= EXERCISE REQUIREMENTS =
In the data below, find the line containing "Class, locate every instance of the camera"; reproduce that line and all subsequent lines exactly, and nothing else.

= RECORDS SUPPLIED =
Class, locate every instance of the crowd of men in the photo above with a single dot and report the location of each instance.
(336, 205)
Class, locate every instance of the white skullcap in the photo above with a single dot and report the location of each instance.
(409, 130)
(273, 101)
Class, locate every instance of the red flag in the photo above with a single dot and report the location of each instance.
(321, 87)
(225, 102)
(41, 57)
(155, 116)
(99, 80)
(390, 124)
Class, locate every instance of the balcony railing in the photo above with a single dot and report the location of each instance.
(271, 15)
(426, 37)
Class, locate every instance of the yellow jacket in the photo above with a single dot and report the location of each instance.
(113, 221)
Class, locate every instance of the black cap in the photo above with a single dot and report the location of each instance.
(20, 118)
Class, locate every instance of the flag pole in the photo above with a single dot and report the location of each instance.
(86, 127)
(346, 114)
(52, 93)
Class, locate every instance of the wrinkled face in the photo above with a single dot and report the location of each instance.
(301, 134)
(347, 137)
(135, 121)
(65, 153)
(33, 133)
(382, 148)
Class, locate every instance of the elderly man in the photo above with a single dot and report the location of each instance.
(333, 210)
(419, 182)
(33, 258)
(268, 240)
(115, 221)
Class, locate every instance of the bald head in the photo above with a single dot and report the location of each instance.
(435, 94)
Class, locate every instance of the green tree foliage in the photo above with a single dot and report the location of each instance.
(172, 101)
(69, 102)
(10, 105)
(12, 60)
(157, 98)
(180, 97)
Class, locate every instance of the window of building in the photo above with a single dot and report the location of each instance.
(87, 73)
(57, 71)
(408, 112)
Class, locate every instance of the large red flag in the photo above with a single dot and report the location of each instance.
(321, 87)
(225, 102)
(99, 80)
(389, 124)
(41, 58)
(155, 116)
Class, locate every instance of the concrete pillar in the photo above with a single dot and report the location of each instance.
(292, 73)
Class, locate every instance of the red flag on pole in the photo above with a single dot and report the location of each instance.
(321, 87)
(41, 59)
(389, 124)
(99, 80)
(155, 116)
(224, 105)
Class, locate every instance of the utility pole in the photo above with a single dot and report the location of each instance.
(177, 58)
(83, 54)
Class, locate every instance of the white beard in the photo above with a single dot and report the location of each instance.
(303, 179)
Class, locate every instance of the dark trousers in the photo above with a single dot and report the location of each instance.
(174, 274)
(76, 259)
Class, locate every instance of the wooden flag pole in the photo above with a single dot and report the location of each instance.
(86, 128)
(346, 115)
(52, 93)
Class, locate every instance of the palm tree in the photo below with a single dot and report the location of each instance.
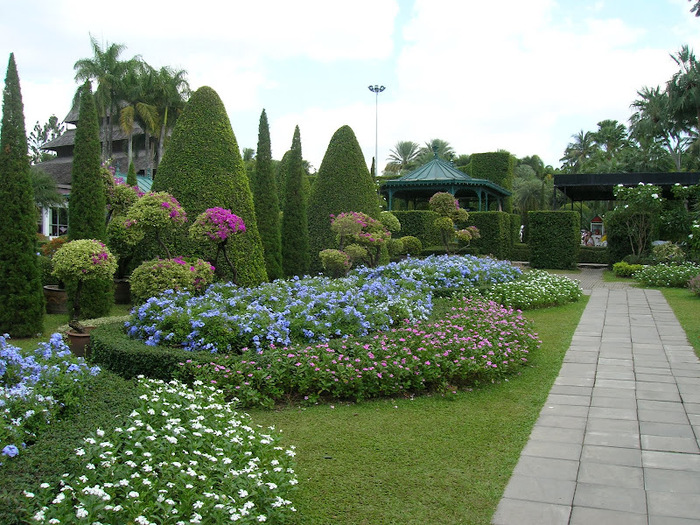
(578, 152)
(108, 71)
(652, 124)
(403, 157)
(436, 146)
(171, 93)
(134, 107)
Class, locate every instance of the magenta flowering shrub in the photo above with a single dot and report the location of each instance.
(156, 211)
(156, 276)
(216, 224)
(477, 340)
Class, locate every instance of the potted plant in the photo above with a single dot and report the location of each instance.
(76, 262)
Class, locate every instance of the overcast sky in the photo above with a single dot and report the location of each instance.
(484, 75)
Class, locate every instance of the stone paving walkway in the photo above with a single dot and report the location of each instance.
(617, 440)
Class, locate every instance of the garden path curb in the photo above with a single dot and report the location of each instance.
(617, 441)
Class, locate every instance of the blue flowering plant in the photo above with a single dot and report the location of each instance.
(36, 388)
(184, 455)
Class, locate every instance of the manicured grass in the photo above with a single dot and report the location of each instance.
(52, 322)
(437, 459)
(686, 307)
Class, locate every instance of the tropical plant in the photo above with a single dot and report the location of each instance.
(295, 226)
(21, 294)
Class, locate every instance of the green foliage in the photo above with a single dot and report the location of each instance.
(668, 253)
(495, 233)
(497, 167)
(411, 245)
(131, 179)
(554, 239)
(335, 263)
(667, 275)
(344, 184)
(296, 256)
(152, 278)
(21, 294)
(114, 350)
(87, 202)
(266, 199)
(419, 224)
(202, 168)
(625, 269)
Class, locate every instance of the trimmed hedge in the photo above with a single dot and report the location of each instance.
(555, 239)
(497, 167)
(496, 237)
(419, 224)
(344, 184)
(114, 350)
(202, 168)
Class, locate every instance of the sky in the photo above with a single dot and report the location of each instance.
(521, 76)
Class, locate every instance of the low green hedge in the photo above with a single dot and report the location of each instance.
(114, 350)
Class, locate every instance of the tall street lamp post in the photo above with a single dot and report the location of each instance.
(376, 89)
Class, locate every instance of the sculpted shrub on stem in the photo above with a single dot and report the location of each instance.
(80, 261)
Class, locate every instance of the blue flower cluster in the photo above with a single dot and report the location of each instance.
(34, 387)
(310, 309)
(447, 272)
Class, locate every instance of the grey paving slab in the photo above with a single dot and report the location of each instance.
(617, 441)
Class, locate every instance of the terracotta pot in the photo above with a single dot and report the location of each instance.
(79, 343)
(56, 299)
(122, 291)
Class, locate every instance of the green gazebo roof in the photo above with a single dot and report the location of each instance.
(437, 176)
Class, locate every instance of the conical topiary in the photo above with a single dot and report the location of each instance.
(343, 184)
(202, 168)
(21, 294)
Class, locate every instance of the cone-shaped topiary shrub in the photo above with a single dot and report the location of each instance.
(344, 184)
(202, 168)
(21, 294)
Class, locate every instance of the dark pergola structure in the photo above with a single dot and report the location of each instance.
(599, 186)
(440, 176)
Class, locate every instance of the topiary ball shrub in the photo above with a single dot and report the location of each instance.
(412, 245)
(158, 275)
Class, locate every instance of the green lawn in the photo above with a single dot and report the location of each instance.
(424, 460)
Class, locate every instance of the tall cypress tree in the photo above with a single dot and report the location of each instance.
(87, 201)
(87, 204)
(295, 227)
(202, 168)
(267, 208)
(343, 184)
(21, 294)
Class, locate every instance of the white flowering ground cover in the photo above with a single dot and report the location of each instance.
(184, 456)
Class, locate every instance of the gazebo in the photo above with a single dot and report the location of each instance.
(441, 176)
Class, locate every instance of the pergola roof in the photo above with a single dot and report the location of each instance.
(599, 186)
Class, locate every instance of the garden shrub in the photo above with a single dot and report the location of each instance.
(411, 245)
(554, 239)
(495, 233)
(668, 275)
(497, 167)
(535, 289)
(158, 275)
(209, 177)
(344, 184)
(625, 269)
(419, 224)
(192, 455)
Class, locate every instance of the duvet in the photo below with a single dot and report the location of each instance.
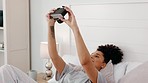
(11, 74)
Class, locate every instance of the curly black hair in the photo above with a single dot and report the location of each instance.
(111, 52)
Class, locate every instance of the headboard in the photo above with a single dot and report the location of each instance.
(122, 24)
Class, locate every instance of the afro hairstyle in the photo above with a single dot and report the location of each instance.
(111, 52)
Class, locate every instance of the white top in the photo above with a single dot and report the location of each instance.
(76, 74)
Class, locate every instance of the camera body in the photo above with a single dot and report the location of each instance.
(59, 12)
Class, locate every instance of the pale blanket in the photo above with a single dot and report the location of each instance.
(11, 74)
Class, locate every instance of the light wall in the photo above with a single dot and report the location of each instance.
(39, 9)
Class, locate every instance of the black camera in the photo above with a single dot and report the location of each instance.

= PROBLEM SOLUTION =
Class, locate every instance of the camera body in the photo above with a single dot and report the location of each instance.
(59, 12)
Class, locate every instance of the pale blanket in the photo above with a single dot and report the location of each instance.
(11, 74)
Class, locate every instance of the light wall in the photo above with a single dot and report the location of each instance.
(39, 9)
Class, locate every instance of the black camera in the photo above with a single dot and report the location of each instance.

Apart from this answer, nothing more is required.